• [Required tasks]
a. Can you retype the Flip the Frog post between "Firstly, I'd like" and "could confirm it.", inclusive?
b. Could you extend the Flip the Frog post, picking up right after its final sentence?

• [Document segment]

----------

Hello, I have a lot of questions about the beginnings of the frog, so I'll ask them here.
Firstly, I'd like to know if Ub Iwerks really created the character of Flip at the same time as Mickey when he and Disney were looking for a new character to replace Oswald. I've read this information on the internet but I haven't been able to find any sources that could confirm it.
Secondly, I've also read that Ub Iwerks wanted Flip to become Mickey's sidekick in his cartoons but that Walt Disney refused for some unknown reason and this would be the main reason why Ub Iwerks parted company with Disney. However, Iwerks seems to have used a prototype of Flip in the Springtime cartoon (1929), and this somewhat calls into question this earlier assertion.
The most interesting fact to note is that Flip The Frog's initial design was much closer to that of a real frog, and that his first cartoons were set in a completely different environment from that of any other cartoon character of the time, a setting that also closely resembled the Silly Symphonies. Unfortunately, by his third cartoon, Flip seems to want to conform and adopts a much more generic design with pants, gloves and shoes, and his squirrel girlfriend disappears in favor of a female Flip clone. Worse still, from his fifth cartoon onwards, Flip's world becomes totally urban, and Flip himself is transformed into an imitation of Mickey Mouse.
How to explain this complete turnaround on the part of Ub Iwerks?
Is there any particular reason you hate Disney so much? It's obvious you've never actually watched the Disney films, because you just echo the stereotypes about them.
You view them not by their value but rather by the axiom "They ain't that funny", as if that were the only way to judge a cartoon. Are Disnry cartoons the funniest? No. Are they still fantastic? Yes.

----------

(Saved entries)

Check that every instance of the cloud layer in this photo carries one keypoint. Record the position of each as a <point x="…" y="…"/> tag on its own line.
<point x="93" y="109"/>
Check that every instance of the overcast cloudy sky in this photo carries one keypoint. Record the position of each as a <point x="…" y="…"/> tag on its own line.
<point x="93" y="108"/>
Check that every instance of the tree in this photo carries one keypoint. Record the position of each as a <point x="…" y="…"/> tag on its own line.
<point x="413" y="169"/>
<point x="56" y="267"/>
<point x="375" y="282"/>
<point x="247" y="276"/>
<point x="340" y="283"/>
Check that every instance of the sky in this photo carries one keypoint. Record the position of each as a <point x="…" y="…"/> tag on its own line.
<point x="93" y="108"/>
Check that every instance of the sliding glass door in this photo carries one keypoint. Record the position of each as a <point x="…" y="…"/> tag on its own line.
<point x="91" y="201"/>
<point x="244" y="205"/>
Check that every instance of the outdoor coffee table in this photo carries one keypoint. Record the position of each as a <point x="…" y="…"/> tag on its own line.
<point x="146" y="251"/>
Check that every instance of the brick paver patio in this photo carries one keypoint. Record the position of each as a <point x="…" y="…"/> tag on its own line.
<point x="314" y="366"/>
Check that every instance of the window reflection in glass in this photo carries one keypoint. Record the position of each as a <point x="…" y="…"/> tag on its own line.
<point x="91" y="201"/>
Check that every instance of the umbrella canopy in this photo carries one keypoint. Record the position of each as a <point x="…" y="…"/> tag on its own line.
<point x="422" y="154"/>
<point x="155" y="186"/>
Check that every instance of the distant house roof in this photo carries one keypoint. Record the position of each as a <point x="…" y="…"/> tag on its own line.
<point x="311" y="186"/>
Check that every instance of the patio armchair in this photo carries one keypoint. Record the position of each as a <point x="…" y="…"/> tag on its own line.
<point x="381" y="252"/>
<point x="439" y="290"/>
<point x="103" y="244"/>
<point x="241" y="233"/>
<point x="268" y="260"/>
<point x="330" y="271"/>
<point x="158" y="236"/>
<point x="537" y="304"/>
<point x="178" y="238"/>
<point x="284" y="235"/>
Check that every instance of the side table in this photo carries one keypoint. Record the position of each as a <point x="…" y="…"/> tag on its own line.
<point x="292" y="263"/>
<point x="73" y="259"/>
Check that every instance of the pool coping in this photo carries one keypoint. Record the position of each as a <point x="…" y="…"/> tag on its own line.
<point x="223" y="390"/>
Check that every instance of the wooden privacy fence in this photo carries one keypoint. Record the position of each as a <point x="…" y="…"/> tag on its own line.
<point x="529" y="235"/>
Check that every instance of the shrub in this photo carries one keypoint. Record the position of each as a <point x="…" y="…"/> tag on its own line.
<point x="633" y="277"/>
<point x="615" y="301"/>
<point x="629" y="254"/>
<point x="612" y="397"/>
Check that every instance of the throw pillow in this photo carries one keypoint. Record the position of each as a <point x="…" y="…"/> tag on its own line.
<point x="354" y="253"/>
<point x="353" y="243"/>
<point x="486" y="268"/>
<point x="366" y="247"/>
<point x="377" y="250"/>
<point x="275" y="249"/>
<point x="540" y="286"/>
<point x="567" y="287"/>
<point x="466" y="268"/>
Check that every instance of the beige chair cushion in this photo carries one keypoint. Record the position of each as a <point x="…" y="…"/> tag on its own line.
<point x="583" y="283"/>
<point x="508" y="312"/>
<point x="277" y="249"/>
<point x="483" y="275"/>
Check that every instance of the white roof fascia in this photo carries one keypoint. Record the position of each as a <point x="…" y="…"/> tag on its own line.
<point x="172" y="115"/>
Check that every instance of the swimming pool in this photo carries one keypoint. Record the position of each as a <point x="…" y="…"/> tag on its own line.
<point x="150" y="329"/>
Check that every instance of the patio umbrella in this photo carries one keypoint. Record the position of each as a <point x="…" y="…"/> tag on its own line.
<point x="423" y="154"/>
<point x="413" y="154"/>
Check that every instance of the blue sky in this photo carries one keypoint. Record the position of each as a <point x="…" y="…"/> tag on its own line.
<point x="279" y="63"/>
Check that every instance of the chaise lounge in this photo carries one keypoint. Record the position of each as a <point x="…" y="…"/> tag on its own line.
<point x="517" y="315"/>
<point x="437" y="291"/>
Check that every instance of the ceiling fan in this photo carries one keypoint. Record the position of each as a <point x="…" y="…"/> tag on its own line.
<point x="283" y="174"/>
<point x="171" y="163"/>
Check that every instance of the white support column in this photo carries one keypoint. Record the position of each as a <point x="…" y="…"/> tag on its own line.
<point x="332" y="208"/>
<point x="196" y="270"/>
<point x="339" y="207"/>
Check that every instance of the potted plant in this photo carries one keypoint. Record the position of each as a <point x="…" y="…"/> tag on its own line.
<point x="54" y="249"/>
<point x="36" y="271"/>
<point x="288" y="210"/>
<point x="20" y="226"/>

----------

• [Per-task answers]
a.
Firstly, I'd like to know if Ub Iwerks really created the character of Flip at the same time as Mickey when he and Disney were looking for a new character to replace Oswald. I've read this information on the internet but I haven't been able to find any sources that could confirm it.

b.
Flip cartoons are good but there's nothing going on underneath, like at Disney or WB.
You're wrong, humor is in fact the main criterion for rating the quality of a cartoon. A cartoon that contains beautiful visuals but isn't funny will be much less appreciated than one that contains a lot of humor, and for this reason, Tex Avery's MGM-produced cartoons and those of WB will remain infinitely more popular than Disney's.
I say this with respect:
The point of animation is to bring to life what cannot be shown in live-action. Using the logic that cartoons should only be funny (as if Disney's films aren't funny, which I could name many off the top of my head that are hysterical) is essentially the same as saying all movies should be comedies. And there would be none of these studios' styles without him.
I used to think that his films were wimpy and girlish, not funny, etc because John K and the Clampett Cult said so. After watching them myself I was angry that I had been lied to, and amazed at how good they were. Have you actually watched them--at least closely?
You're forgetting that the history of cartoons is completely different from the history of films, because unlike films, the main raison d'être of cartoons has always been to be comedies, and this was established right from the start with the achievements of pioneers Emile Cohl and Winsor McCay, and absolutely no one could argue with that in the years that followed (including Walt Disney in those early cartoons).
Unfortunately, in the early thirties, Walt Disney decided that humor would no longer be the priority for cartoons; instead, Walt decreed that visuals would be the priority. For this reason, Disney's productions are undoubtedly the blandest of the era, and Mickey is the most insipid character who ever existed. All the cartoons produced by their competitors were much funnier and featured characters far more engaging than Mickey. Harman-Ising, for example, while often described as mere Disney imitators, actually produced far better cartoons than the latter, and Bosko had far more personality than Mickey. Even Van Beuren's cartoons, which you claim to despise and constantly seek to denigrate, are much funnier than Disney's.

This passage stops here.